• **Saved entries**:
---*---

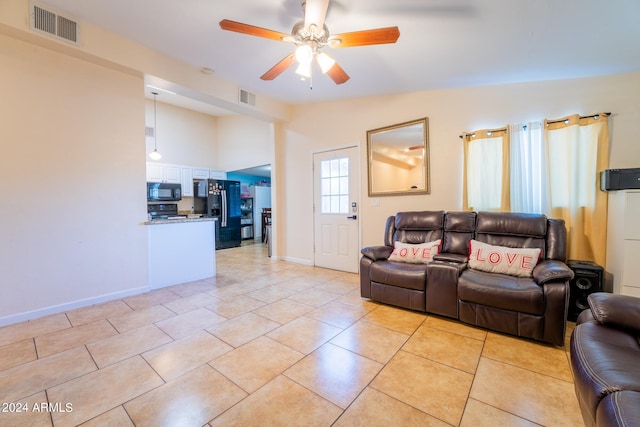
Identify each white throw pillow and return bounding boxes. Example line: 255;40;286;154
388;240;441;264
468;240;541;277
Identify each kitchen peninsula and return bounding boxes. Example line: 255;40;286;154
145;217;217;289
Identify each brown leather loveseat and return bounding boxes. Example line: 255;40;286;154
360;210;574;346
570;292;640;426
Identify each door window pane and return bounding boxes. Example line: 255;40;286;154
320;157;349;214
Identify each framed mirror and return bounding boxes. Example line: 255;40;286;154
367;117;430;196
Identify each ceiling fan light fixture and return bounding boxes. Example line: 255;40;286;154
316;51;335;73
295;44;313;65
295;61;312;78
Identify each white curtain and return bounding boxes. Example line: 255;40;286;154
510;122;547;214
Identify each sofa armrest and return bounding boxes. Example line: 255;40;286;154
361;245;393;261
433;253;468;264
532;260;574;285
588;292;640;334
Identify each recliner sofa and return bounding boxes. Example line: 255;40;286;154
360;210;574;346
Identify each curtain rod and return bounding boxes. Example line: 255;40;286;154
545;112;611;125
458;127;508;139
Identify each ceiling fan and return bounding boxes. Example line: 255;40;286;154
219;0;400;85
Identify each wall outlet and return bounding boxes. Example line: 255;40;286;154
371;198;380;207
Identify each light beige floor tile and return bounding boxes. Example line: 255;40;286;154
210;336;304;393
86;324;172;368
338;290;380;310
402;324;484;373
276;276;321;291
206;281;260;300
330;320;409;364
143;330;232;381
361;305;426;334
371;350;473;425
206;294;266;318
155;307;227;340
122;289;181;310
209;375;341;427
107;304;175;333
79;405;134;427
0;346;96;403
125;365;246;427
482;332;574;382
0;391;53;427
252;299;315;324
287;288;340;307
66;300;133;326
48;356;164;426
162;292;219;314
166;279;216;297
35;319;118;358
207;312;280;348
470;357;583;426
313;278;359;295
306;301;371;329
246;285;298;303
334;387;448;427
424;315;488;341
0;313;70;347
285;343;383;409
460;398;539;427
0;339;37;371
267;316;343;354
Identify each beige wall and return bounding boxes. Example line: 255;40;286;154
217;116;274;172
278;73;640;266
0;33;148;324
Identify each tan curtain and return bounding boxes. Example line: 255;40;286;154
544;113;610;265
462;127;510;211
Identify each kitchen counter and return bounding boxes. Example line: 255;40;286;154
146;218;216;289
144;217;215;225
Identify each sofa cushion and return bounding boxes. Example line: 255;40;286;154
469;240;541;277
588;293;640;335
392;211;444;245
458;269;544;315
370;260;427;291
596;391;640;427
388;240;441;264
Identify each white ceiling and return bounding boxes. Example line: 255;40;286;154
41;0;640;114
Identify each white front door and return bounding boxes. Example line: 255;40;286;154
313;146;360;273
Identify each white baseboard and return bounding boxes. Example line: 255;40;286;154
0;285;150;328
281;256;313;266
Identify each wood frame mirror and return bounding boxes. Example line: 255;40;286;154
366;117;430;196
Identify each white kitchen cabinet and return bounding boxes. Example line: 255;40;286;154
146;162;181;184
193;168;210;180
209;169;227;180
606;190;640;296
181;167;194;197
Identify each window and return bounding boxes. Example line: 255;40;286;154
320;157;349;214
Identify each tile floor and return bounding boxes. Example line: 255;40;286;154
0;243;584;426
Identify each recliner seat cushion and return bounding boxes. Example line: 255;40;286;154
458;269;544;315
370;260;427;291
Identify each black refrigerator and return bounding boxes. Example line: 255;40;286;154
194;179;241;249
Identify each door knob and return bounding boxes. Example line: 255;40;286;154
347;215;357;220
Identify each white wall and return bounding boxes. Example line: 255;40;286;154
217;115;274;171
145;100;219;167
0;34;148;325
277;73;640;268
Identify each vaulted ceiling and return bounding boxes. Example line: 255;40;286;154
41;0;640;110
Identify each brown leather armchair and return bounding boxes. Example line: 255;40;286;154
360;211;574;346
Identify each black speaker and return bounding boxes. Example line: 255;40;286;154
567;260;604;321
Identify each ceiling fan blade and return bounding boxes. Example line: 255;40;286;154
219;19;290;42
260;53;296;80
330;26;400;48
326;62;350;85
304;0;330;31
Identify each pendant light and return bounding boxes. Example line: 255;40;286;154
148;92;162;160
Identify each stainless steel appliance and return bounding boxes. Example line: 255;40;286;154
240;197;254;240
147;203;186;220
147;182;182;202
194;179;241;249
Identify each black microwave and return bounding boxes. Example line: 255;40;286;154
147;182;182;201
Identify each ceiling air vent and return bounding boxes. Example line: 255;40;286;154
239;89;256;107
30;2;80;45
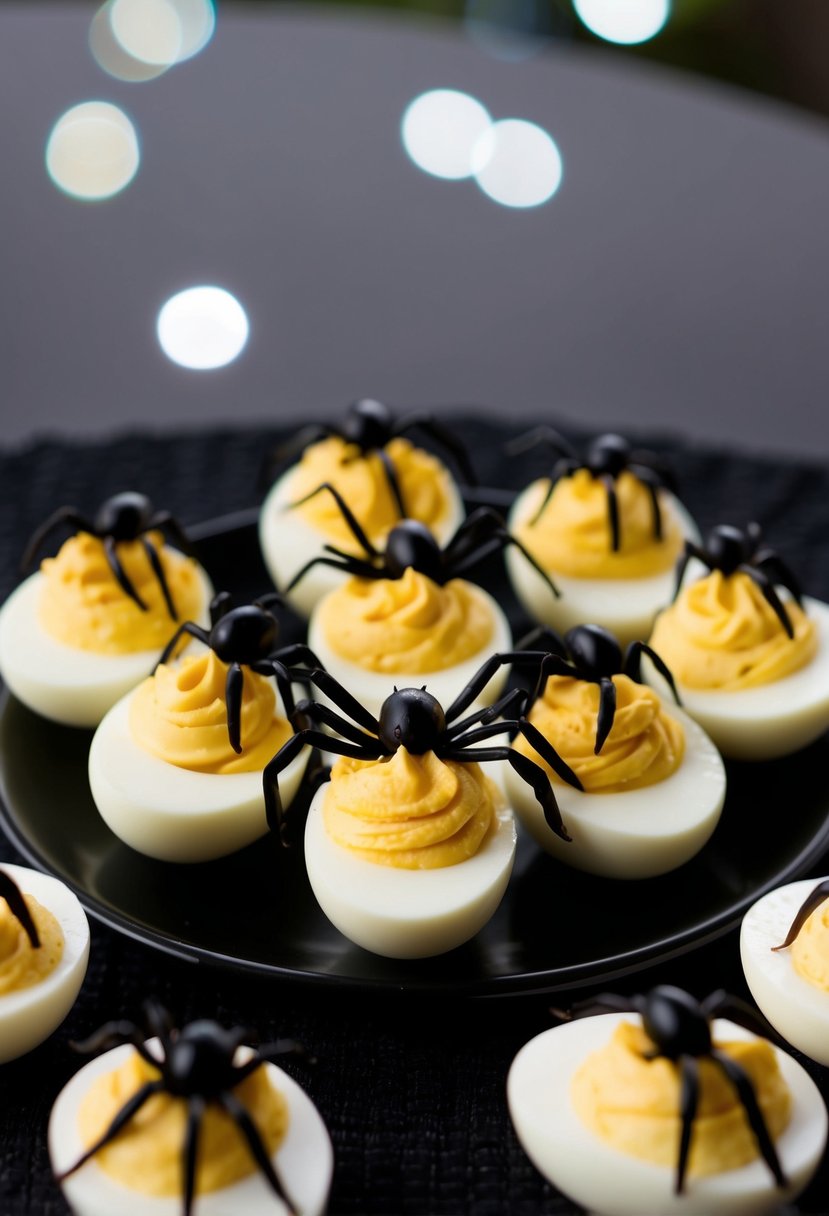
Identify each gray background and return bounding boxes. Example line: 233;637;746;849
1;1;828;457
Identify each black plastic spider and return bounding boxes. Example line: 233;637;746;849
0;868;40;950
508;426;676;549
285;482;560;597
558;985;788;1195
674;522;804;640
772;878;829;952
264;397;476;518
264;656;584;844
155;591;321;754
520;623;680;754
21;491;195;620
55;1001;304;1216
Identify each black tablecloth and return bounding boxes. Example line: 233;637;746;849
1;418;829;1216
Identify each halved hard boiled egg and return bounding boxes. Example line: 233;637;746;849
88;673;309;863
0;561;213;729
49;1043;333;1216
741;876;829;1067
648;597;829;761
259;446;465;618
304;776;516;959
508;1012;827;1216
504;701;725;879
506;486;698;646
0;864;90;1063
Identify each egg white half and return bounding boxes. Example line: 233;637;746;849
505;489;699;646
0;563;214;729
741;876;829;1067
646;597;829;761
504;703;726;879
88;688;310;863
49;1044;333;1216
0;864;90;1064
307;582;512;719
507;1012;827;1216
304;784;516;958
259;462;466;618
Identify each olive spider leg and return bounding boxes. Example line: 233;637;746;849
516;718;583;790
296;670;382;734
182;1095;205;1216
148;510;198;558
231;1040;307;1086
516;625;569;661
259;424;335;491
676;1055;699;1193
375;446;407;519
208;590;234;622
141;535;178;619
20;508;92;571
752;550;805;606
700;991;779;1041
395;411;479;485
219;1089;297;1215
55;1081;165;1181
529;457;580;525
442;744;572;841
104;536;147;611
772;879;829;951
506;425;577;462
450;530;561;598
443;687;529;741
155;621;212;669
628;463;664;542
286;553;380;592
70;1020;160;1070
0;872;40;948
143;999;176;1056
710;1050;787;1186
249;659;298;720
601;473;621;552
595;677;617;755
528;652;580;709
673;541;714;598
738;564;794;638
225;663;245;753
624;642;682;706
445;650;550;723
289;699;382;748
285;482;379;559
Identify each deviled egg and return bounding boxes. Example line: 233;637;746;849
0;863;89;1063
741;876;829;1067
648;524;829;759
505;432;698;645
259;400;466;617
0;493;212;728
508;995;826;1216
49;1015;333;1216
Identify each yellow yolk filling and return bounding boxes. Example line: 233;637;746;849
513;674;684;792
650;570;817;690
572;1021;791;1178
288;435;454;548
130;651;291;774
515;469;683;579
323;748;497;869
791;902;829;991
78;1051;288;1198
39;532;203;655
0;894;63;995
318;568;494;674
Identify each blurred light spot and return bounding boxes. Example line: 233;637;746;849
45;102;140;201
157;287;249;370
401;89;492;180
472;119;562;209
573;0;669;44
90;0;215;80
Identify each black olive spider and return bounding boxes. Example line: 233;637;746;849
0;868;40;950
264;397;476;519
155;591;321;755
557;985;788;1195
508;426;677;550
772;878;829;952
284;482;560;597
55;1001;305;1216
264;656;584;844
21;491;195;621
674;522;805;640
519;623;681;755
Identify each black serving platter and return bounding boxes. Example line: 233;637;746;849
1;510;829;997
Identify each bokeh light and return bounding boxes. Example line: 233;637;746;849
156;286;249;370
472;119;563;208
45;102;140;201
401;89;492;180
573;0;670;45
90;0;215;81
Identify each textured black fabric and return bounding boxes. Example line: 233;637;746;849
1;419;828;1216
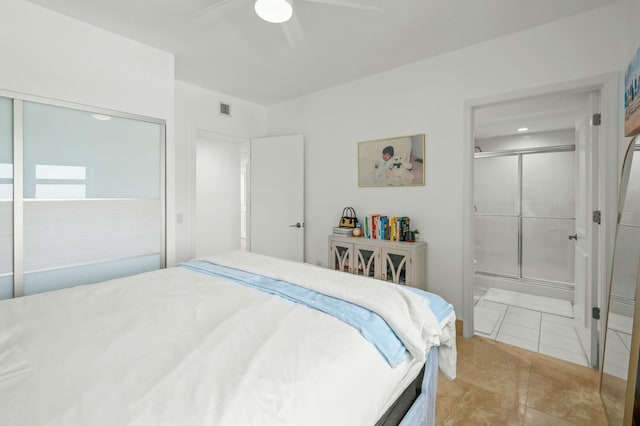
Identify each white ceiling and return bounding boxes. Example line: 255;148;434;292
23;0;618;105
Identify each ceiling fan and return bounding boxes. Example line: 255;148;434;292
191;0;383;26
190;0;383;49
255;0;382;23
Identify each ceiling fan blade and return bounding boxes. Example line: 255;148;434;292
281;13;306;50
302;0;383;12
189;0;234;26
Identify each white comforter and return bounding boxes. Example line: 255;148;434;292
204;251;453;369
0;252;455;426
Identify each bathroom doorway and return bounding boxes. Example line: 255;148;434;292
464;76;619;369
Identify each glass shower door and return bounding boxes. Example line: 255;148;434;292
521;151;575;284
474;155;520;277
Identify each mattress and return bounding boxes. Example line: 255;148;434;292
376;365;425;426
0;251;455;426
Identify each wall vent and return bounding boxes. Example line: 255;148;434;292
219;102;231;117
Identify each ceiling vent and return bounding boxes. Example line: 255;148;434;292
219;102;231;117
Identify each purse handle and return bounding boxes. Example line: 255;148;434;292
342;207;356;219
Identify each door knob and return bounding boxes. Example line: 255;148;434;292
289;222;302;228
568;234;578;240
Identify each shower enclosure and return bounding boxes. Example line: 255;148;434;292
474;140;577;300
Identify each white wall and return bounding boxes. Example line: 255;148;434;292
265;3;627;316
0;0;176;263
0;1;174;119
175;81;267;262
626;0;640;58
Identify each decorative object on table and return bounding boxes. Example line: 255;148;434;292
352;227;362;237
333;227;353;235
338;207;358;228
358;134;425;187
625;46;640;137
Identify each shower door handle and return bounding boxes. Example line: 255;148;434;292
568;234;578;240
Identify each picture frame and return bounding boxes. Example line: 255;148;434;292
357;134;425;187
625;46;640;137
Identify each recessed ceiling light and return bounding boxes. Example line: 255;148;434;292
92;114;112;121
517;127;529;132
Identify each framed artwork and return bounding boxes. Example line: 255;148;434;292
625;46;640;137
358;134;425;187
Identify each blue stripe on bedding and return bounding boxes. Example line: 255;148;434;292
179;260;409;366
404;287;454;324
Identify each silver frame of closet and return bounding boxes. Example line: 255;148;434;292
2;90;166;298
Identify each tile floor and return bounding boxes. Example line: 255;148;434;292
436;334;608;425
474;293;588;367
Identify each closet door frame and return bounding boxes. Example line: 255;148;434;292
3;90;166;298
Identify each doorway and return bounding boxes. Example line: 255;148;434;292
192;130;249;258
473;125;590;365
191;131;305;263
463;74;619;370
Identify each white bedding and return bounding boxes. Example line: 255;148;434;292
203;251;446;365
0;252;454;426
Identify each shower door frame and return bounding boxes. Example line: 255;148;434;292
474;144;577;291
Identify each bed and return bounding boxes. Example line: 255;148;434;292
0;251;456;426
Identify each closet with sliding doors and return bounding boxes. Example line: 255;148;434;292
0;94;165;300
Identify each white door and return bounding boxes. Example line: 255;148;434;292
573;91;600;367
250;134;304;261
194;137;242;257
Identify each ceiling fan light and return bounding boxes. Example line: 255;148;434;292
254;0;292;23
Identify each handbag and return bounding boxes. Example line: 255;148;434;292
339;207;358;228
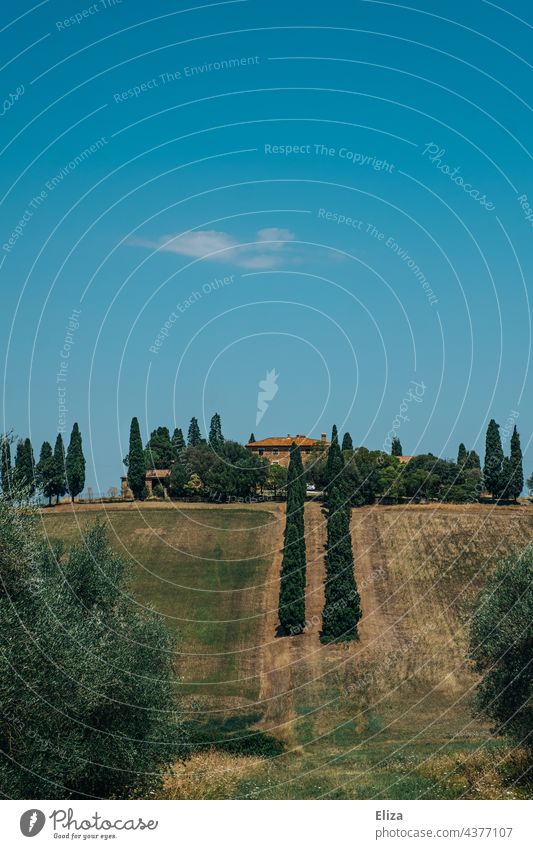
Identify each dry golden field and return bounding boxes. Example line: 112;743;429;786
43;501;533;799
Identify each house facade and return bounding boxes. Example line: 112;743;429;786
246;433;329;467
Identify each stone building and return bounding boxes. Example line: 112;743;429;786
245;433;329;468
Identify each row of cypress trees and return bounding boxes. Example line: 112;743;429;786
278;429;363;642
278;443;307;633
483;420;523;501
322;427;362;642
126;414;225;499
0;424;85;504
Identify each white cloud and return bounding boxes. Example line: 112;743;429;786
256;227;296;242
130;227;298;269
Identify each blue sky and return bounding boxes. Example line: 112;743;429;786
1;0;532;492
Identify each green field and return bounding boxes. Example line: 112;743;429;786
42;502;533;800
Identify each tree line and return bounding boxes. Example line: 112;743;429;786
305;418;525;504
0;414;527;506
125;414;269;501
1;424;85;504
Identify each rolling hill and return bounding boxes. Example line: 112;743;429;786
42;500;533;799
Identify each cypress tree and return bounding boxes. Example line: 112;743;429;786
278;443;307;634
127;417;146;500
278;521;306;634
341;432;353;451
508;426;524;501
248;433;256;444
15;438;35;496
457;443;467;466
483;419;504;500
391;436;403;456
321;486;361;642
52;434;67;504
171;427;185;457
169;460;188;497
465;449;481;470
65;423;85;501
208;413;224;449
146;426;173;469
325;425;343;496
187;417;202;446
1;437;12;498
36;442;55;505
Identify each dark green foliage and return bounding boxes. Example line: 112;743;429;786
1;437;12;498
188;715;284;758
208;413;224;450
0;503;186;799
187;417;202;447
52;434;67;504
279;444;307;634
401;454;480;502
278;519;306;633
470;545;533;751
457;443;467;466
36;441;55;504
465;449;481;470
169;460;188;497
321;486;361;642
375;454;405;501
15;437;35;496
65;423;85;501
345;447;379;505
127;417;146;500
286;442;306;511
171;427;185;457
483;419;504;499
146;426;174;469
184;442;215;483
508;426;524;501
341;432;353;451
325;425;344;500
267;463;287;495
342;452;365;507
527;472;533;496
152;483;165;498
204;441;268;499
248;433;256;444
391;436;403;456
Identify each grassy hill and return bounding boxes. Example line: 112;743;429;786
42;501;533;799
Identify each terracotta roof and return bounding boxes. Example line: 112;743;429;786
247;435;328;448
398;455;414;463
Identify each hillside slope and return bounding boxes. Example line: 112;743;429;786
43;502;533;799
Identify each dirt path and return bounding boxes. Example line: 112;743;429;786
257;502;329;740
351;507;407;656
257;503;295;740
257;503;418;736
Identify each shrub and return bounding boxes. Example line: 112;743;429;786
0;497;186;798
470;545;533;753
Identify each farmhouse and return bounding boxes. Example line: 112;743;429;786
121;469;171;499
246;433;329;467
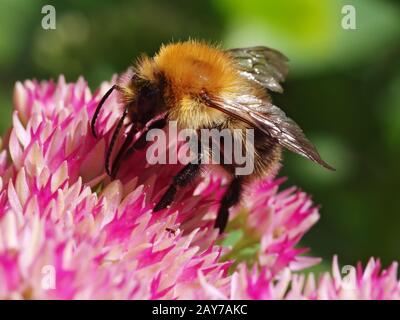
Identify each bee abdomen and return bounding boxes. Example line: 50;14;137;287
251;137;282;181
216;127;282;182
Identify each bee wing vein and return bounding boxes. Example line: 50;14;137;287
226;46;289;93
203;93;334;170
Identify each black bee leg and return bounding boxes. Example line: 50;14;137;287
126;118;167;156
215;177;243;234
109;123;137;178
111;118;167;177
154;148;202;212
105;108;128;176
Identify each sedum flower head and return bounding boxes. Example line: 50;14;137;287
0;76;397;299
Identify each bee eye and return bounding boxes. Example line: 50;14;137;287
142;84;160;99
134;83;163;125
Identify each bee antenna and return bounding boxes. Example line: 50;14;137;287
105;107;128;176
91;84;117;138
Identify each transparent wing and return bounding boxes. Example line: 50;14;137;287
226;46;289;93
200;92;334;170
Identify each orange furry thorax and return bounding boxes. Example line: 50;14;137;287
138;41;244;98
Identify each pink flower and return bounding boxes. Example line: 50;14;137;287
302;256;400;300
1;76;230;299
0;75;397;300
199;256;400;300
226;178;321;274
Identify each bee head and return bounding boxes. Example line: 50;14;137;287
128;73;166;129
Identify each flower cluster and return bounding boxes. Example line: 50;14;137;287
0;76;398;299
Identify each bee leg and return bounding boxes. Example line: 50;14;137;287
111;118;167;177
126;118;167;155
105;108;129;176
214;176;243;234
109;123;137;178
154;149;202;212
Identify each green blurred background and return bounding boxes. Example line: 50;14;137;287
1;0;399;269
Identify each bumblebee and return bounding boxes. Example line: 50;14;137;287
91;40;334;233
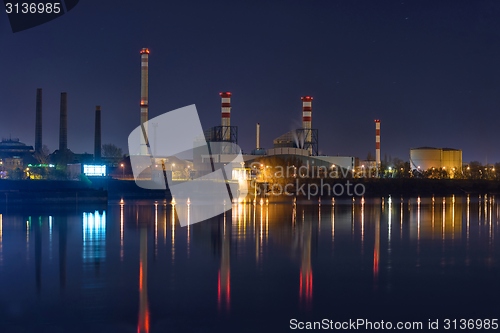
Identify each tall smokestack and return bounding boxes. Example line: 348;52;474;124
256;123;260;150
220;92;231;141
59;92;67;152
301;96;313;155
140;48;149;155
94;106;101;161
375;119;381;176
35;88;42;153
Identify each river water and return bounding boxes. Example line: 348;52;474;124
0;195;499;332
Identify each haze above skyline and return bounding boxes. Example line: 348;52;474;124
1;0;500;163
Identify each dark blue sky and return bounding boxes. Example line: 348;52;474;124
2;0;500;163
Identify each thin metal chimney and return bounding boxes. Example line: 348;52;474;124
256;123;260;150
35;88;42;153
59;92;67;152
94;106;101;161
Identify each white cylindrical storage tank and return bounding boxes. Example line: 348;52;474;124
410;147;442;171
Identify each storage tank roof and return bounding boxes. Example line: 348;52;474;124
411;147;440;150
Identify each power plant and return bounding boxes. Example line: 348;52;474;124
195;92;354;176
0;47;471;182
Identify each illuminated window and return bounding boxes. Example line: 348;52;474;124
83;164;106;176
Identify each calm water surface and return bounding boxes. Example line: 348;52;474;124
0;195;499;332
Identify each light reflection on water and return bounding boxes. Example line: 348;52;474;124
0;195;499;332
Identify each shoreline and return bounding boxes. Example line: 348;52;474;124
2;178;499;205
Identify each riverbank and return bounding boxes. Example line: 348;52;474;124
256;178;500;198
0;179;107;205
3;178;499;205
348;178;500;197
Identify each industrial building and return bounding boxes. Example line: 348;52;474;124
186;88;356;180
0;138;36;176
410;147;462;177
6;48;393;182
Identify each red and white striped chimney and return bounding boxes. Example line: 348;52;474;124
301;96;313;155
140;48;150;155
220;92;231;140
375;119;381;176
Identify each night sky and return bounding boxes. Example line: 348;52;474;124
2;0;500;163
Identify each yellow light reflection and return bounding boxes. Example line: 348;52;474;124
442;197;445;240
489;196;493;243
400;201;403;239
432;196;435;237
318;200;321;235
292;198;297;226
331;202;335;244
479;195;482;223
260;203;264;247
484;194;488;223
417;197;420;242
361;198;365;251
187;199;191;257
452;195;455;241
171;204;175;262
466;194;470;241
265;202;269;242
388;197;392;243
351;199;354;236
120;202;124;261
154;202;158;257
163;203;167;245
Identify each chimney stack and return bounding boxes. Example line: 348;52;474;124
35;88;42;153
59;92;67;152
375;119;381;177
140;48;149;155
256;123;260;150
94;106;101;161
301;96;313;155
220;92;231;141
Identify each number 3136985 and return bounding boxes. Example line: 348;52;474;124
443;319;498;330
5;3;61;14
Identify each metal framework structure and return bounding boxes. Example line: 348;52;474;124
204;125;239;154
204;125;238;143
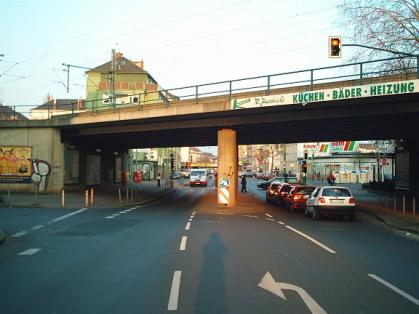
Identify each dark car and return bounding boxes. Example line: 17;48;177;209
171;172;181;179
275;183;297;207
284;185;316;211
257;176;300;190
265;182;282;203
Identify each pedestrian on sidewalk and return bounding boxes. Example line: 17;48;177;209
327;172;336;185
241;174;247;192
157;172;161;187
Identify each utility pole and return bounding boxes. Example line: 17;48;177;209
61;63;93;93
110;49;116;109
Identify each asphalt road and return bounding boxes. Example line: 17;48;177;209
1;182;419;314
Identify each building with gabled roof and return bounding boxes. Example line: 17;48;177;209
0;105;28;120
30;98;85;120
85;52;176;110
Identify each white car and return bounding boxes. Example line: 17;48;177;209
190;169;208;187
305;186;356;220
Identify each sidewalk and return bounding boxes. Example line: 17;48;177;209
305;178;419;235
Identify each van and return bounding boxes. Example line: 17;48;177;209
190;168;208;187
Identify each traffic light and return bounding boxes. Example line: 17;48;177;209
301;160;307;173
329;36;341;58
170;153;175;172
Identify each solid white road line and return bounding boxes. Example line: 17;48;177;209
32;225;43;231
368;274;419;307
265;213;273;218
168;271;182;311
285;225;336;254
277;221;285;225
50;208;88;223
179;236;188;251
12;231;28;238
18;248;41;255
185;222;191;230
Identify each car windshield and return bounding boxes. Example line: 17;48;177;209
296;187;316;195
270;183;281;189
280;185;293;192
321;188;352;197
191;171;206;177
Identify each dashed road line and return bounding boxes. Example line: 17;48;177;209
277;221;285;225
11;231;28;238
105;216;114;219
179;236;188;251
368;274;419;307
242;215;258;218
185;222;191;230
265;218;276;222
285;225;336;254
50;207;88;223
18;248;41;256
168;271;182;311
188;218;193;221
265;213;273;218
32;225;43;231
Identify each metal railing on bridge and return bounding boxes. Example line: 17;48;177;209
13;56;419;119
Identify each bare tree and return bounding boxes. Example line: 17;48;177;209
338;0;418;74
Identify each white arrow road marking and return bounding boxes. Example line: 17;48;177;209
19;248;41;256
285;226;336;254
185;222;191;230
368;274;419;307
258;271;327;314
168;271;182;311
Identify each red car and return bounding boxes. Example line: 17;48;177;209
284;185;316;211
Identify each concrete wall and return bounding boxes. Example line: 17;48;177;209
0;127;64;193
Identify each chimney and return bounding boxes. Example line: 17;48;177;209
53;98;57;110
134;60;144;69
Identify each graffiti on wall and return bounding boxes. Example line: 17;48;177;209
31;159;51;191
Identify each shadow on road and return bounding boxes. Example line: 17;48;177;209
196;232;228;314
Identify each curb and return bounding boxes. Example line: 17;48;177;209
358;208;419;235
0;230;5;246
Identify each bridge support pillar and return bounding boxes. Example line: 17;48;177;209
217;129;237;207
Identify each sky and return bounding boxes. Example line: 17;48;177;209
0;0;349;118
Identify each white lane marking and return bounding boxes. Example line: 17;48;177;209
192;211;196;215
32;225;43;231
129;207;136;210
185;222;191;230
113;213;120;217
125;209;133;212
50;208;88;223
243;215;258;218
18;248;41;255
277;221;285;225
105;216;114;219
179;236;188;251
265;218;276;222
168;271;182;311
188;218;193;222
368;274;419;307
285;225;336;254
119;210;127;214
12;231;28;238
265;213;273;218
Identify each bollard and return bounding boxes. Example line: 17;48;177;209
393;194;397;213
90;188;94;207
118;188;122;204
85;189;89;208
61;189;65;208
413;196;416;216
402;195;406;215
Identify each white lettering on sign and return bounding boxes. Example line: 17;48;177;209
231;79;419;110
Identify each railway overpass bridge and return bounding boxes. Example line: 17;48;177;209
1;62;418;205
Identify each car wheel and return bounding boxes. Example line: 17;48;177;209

---*---

• **Work item**: Reproduce verbatim the stretch of lines beginning with the one containing "Identify each chimney and" and ending at the close of the entries above.

• **Task result**:
Identify each chimney and return bounding boxes. Example line: 17;48;177;209
53;98;57;110
134;60;144;69
Identify each graffiti on wall and return bounding boxes. Example line: 17;48;177;209
31;159;51;191
Identify each shadow on road and return bounding boxes. Example line: 17;48;177;209
196;232;228;314
Identify each curb and return bounding boxes. Example line: 17;48;177;209
358;208;419;235
0;230;5;246
Identify each bridge support pillar and return bounding boxes. Example line: 17;48;177;209
217;129;237;207
Identify each sky and return bounding boxes. Example line: 17;48;177;209
0;0;349;118
Identify each white lane marking and return bounding boxes. Example line: 17;48;177;209
192;211;196;215
32;225;43;231
129;207;136;210
185;222;191;230
113;213;120;217
125;209;133;212
50;208;88;223
243;215;258;218
18;248;41;255
277;221;285;225
105;216;114;219
179;236;188;251
265;218;276;222
168;271;182;311
188;218;193;222
368;274;419;307
285;225;336;254
119;210;127;214
12;231;28;238
265;213;273;218
Identify each bollard and return bounding boxes. Example line: 17;48;177;209
393;194;397;213
90;188;94;207
118;188;122;204
85;189;89;208
61;189;65;208
413;196;416;216
402;195;406;215
Identify each white lettering on sign and return bounding boxes. Example line: 17;48;177;209
231;79;419;110
Identify each railway overpass bridge and return bounding boxes. Example line: 17;48;177;209
1;62;418;205
Identify each car wheel and return bounding boxes. Example line: 17;48;177;209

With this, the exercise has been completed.